Dans un deuxième temps, la Cour d’appel examine 14 complexes de faits reprochés à A et confirme en majeure partie l’appréciation de l’instance précédente (c. II/1.7 à 1.20). Elle considère que A était fonctionnellement intégré à l’État islamique et y occupait une position de cadre moyen dans sa hiérarchie (c. II/1.21). Il est donc reconnu coupable de violation par dol direct (c. II/1.23) de l’art. 2 LAQEI cum art. 1 let. b LAQEI sous la forme d’une participation à l’État islamique (c. II/1.26) et condamné à une peine privative de liberté de 65 mois en raison d’un concours avec d’autres infractions et de son comportement en détention qui a conduit le MPC à ouvrir une nouvelle procédure à son encontre pour des faits similaires à ceux objet du présent arrêt (c. II/2.1 ss et 2.6).

C. Expulsion

La Cour d’appel examine ensuite la question de savoir si une expulsion obligatoire au sens de l’art. 66a CP devrait être prononcée (c. II/3 ss).
★ ★ ★ ★ ★ ★ ★
▶ Tâches à réaliser:
(A) Recopiez tout le texte sur l'arrêt de la Cour d'appel, depuis « C. Expulsion » jusqu'à « être prononcée (c. II/3 ss). ».
(B) D'après le texte sur l'arrêt de la Cour d'appel, à quelle peine A est-il condamné ?
La liste qui suit n'est d'aucune utilité ici.

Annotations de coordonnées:
★ ★ ★ ★ ★ ★ ★
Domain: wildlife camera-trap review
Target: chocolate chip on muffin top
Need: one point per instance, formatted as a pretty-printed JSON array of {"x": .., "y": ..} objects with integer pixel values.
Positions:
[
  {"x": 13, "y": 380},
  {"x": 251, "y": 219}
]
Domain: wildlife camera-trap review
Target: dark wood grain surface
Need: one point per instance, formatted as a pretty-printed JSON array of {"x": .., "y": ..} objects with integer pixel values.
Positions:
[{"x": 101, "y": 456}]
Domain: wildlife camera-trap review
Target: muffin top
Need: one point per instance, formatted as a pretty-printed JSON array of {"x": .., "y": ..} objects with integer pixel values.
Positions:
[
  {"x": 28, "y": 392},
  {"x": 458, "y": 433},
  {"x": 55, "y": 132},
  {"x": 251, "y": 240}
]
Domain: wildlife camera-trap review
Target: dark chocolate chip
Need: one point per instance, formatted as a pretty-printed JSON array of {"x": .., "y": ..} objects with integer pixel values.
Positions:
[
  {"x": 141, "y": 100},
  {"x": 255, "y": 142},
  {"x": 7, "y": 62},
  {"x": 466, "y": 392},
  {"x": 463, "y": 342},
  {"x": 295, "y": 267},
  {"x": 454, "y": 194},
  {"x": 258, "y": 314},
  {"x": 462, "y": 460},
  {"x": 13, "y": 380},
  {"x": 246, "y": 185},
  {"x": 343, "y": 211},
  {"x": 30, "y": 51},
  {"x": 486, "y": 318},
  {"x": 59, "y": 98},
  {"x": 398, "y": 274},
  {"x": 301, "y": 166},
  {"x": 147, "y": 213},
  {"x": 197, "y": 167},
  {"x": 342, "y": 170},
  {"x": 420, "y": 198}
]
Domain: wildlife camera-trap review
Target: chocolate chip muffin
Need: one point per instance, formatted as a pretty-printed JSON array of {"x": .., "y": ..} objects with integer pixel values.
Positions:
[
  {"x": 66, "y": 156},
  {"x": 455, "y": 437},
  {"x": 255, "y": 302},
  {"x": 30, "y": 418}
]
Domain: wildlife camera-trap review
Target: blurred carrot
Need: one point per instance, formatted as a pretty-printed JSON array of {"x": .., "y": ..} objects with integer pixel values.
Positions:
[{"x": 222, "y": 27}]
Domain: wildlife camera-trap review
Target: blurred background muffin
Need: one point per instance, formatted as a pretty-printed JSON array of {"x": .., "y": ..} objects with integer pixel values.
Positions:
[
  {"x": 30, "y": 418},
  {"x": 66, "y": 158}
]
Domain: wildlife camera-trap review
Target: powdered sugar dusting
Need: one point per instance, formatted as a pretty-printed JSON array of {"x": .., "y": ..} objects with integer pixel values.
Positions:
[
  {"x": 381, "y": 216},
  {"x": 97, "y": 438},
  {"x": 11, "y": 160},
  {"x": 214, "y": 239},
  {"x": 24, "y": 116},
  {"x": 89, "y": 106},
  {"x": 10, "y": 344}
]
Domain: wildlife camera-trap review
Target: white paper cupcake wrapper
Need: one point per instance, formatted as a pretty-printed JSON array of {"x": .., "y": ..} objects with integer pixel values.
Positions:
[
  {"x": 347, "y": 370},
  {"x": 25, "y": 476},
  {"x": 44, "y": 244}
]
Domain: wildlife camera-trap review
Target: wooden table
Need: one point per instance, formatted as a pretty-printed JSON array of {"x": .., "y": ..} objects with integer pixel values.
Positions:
★ ★ ★ ★ ★ ★ ★
▶ Tâches résolues:
(A)
C. Expulsion

La Cour d’appel examine ensuite la question de savoir si une expulsion obligatoire au sens de l’art. 66a CP devrait être prononcée (c. II/3 ss).

(B) À une peine privative de liberté de 65 mois.